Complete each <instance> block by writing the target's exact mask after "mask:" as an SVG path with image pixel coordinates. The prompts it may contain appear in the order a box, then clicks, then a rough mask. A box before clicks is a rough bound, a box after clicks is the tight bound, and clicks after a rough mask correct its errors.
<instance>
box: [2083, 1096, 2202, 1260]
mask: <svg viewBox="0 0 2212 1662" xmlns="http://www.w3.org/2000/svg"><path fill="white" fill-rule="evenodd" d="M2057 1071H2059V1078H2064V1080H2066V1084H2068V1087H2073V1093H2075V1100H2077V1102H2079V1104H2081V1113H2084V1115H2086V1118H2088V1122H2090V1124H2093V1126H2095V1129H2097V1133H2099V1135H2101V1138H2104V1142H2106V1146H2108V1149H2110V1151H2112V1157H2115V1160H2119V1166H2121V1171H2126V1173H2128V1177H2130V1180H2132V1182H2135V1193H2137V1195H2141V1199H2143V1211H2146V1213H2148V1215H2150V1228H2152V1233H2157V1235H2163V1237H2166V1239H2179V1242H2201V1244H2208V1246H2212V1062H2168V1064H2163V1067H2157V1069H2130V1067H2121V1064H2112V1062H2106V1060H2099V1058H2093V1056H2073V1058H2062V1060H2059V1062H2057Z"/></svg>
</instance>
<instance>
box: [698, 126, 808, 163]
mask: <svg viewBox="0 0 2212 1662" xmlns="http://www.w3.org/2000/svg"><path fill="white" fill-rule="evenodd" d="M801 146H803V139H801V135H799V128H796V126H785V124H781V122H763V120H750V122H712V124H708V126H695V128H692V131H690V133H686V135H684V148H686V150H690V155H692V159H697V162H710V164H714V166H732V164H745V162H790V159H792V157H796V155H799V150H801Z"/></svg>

_What the task asks_: Write out the lines starting at the first line above and ending at the line containing "box: [2083, 1096, 2202, 1260]" as a numbered list, leaving out any blank lines.

_Exercise solution_:
1. Complete each <instance> block by writing the target's exact mask after "mask:" as an SVG path with image pixel coordinates. The prompts it may contain appear in the order a box, then clicks, then a rough mask. A box before clicks is a rough bound, a box after clicks is the tight bound, and clicks after a rough mask correct its errors.
2. <instance>
3. box: [2083, 1096, 2202, 1260]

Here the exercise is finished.